WHAT YOU WILL DO
When the line containing "Segment the target" appears in the entries below, begin printing there and stop after the line containing "positive clicks: (328, 430)"; print each of those lines exactly and no other line.

*** Begin section ***

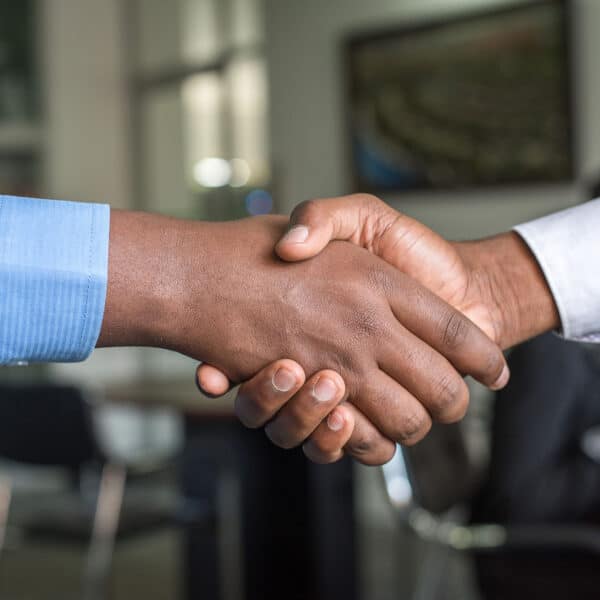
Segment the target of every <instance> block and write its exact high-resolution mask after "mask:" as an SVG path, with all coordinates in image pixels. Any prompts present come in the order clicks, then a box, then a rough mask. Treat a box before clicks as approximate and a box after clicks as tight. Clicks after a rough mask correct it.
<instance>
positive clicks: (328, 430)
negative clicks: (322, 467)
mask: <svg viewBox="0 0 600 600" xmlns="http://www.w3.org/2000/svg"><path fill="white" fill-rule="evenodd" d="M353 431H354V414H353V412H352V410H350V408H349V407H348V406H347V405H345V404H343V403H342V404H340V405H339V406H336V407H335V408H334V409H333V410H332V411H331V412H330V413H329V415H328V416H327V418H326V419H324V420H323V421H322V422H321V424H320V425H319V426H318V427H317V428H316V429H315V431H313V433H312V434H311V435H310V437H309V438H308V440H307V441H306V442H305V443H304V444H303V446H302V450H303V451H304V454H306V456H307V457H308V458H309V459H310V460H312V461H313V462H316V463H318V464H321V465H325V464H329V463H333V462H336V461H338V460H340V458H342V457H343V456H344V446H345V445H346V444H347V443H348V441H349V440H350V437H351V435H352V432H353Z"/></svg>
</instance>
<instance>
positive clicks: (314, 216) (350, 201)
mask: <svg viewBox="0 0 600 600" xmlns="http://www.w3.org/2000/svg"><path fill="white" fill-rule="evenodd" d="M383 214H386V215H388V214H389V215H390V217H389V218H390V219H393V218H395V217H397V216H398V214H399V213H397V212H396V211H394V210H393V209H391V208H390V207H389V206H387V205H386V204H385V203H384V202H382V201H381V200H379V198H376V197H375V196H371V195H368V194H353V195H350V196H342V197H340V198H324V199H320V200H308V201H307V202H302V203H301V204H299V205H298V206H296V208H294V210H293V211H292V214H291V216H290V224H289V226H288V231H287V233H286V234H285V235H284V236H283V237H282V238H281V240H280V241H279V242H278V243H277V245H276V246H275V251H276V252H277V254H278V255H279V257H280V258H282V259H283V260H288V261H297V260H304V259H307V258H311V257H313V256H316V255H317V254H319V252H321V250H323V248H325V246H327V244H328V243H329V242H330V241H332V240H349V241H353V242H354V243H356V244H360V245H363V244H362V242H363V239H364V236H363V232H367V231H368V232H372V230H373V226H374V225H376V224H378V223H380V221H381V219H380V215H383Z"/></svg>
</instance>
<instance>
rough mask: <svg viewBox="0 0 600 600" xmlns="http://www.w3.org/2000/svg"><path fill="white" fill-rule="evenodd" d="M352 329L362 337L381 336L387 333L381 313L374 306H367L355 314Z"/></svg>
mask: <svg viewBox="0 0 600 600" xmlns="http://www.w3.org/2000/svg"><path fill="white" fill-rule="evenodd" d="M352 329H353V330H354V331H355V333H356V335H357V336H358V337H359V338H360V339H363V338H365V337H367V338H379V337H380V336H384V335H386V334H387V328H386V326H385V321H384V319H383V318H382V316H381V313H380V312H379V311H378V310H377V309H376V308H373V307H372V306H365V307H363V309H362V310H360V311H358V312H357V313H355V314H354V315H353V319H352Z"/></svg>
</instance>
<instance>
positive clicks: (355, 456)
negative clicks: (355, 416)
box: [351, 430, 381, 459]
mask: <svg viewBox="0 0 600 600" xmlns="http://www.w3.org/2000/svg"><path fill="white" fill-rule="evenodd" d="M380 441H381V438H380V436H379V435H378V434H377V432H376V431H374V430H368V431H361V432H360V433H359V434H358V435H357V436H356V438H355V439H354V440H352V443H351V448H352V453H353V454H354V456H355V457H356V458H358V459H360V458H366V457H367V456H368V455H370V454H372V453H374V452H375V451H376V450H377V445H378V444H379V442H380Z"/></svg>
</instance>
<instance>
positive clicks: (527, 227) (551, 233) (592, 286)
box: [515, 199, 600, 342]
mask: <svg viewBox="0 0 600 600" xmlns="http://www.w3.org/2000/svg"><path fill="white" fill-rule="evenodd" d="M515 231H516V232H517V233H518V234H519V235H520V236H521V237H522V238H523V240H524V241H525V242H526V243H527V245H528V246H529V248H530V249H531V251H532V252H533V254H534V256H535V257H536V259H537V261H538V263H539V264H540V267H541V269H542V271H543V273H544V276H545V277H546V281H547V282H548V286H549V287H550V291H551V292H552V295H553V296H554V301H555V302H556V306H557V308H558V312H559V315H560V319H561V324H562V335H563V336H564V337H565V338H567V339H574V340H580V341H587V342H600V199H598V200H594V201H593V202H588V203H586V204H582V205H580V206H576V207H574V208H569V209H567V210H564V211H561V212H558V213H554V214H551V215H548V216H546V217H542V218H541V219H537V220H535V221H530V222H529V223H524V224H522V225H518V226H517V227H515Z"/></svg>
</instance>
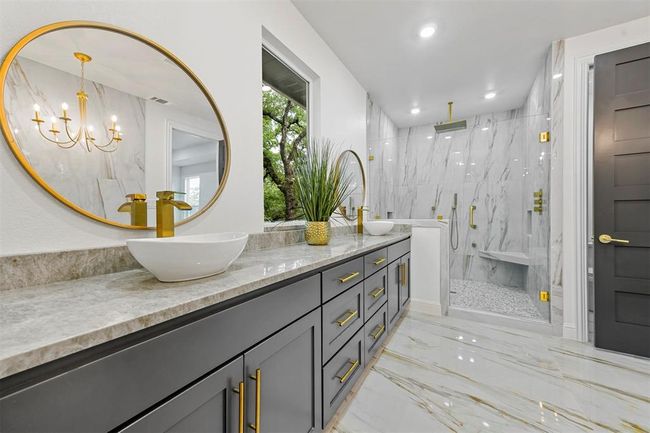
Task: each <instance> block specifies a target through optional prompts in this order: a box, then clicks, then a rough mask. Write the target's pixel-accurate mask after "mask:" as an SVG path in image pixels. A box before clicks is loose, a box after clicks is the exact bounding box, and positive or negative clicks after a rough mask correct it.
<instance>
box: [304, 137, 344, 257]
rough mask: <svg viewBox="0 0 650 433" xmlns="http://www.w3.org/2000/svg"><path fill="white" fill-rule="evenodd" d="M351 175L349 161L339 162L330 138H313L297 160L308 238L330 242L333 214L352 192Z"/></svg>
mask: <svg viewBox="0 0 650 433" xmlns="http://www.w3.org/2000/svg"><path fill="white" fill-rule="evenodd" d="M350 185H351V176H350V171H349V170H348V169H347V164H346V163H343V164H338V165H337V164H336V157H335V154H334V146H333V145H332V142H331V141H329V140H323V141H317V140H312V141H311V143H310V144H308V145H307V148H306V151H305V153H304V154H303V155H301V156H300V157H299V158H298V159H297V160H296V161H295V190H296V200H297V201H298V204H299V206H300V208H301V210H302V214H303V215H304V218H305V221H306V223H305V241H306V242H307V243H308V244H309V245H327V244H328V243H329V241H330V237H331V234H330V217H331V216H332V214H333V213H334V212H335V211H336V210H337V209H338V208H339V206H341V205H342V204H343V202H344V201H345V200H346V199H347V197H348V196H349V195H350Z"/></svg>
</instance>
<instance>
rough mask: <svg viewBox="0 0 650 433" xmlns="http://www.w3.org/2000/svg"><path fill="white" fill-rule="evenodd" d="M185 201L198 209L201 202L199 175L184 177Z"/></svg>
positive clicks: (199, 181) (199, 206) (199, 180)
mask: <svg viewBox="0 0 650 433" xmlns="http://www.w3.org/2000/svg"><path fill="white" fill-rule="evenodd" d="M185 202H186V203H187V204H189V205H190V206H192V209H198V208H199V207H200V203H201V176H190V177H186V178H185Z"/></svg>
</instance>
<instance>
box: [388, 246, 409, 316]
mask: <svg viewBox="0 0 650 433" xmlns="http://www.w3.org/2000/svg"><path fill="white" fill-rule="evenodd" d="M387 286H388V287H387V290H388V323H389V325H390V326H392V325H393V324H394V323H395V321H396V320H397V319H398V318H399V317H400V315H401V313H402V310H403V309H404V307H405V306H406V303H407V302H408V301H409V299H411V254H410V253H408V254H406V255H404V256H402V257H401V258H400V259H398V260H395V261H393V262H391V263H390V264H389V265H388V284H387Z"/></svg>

*** End section ***
*** Begin section ***

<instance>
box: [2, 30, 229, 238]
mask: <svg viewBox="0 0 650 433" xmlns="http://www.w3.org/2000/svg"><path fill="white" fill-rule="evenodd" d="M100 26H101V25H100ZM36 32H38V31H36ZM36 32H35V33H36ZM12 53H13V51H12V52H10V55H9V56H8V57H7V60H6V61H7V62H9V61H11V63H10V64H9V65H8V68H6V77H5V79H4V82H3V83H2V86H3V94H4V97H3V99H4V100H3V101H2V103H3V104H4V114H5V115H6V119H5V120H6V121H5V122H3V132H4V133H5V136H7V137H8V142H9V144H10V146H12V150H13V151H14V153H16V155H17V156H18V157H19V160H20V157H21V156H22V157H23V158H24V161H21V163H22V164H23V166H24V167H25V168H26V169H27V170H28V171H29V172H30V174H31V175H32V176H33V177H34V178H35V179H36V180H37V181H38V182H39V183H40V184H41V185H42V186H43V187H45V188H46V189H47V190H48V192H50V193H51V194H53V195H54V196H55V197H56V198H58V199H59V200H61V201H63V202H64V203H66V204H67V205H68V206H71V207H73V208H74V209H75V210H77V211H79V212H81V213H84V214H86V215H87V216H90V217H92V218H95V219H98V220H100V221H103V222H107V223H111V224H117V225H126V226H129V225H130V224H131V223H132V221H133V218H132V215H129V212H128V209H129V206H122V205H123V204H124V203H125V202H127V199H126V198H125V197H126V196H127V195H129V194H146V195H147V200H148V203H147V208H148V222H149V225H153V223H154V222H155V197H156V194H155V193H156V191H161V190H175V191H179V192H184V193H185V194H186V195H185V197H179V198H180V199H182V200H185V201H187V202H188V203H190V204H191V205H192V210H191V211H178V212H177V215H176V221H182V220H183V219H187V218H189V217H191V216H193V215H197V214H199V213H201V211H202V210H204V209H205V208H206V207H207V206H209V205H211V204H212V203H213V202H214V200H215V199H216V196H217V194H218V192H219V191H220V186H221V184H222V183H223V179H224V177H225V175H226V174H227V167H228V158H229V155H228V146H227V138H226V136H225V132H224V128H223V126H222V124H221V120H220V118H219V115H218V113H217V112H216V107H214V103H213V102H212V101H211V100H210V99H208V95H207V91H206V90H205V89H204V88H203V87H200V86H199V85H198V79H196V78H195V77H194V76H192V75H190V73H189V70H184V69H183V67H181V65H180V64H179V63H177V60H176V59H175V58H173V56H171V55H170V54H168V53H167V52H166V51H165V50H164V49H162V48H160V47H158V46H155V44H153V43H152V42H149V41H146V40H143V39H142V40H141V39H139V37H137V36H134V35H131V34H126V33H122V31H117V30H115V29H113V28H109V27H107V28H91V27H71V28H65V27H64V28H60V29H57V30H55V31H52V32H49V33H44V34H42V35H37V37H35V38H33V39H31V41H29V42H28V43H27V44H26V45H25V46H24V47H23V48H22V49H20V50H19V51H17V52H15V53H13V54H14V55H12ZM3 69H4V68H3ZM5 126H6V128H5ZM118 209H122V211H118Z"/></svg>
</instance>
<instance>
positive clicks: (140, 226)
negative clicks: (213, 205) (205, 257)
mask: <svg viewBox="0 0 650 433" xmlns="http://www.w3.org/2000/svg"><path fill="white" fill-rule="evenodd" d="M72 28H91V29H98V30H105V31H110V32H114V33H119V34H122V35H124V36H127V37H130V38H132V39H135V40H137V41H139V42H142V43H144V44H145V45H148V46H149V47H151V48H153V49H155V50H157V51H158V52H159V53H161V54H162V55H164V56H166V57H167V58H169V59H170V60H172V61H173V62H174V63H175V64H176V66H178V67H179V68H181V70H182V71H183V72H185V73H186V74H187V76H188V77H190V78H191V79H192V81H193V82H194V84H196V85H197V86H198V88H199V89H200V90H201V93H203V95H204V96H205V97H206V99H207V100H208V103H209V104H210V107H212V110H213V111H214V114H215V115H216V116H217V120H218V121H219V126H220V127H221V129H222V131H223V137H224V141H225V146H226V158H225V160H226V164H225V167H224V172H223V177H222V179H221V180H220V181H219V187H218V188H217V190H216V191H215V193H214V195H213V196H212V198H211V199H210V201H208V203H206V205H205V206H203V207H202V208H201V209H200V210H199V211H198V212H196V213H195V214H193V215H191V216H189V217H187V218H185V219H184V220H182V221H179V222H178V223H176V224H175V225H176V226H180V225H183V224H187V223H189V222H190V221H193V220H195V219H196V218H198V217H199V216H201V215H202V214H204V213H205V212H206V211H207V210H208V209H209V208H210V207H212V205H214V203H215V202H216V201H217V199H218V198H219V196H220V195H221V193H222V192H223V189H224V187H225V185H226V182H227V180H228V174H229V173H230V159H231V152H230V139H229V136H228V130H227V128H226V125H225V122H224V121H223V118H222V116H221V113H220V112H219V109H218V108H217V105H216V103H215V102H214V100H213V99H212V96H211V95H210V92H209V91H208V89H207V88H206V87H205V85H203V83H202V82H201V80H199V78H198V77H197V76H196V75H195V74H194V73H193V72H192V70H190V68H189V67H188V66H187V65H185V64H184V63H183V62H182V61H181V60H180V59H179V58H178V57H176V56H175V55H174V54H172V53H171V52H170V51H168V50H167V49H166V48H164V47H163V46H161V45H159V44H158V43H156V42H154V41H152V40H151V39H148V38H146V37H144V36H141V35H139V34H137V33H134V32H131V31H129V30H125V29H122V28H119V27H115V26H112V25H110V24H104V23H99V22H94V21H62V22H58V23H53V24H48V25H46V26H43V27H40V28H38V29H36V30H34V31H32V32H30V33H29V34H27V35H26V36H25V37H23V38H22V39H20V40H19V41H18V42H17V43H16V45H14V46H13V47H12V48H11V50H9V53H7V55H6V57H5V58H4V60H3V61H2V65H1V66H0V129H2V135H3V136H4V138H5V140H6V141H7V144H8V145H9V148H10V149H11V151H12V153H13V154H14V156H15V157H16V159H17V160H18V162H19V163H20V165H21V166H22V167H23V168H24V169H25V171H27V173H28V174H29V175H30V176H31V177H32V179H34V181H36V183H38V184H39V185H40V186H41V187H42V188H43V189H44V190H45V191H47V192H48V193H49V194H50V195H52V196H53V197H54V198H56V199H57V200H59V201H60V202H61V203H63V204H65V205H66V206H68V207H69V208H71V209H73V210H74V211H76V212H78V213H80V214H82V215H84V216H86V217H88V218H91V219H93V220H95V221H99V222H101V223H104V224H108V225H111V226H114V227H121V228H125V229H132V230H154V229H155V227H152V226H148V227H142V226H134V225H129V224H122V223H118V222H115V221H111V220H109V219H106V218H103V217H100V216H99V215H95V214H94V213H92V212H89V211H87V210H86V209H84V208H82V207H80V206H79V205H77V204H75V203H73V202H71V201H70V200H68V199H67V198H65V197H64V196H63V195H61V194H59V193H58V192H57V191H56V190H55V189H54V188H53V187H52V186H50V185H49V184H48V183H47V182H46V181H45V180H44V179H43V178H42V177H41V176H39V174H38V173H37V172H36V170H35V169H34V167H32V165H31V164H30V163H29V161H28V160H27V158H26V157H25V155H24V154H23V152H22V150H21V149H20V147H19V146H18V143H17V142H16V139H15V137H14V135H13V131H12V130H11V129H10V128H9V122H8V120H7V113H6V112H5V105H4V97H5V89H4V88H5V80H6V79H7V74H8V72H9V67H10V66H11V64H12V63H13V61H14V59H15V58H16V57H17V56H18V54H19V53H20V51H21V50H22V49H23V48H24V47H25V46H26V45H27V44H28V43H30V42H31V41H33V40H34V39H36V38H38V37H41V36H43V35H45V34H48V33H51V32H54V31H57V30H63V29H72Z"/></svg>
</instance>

*** End section ***
*** Begin section ***

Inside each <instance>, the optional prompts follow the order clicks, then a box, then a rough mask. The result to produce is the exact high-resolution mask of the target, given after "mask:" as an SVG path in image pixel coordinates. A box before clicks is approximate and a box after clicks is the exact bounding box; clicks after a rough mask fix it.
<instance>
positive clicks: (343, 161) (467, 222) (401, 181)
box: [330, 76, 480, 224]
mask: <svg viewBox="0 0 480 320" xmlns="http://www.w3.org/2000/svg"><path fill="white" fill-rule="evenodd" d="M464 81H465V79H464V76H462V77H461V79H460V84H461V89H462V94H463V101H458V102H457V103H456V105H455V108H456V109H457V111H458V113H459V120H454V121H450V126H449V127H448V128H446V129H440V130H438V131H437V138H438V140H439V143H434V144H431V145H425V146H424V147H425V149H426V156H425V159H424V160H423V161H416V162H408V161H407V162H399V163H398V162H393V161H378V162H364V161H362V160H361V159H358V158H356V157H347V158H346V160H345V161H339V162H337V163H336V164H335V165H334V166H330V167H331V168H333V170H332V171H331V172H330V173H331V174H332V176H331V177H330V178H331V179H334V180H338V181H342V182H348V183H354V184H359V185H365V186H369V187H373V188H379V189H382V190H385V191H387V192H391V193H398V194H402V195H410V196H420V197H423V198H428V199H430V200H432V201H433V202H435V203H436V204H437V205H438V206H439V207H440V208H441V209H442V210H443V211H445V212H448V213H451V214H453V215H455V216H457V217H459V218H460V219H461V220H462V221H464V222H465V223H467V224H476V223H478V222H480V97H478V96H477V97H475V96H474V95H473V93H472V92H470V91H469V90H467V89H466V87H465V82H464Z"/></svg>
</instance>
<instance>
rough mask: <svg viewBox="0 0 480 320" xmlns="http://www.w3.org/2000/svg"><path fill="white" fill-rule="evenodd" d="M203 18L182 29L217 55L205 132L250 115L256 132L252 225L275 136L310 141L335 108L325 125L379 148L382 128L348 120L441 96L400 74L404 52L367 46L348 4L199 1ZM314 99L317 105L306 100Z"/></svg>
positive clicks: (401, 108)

*** End section ***

ANSWER TO THIS TASK
Segment the target of every <instance> block and write its exact high-resolution mask after "mask:" as an SVG path, with all coordinates in image pixels. Any prompts present come in the order clicks, then a box, then a rough mask. Treat a box before clicks as approximate and a box after clicks as tight. Clicks after a rough mask correct it.
<instance>
positive clicks: (328, 430)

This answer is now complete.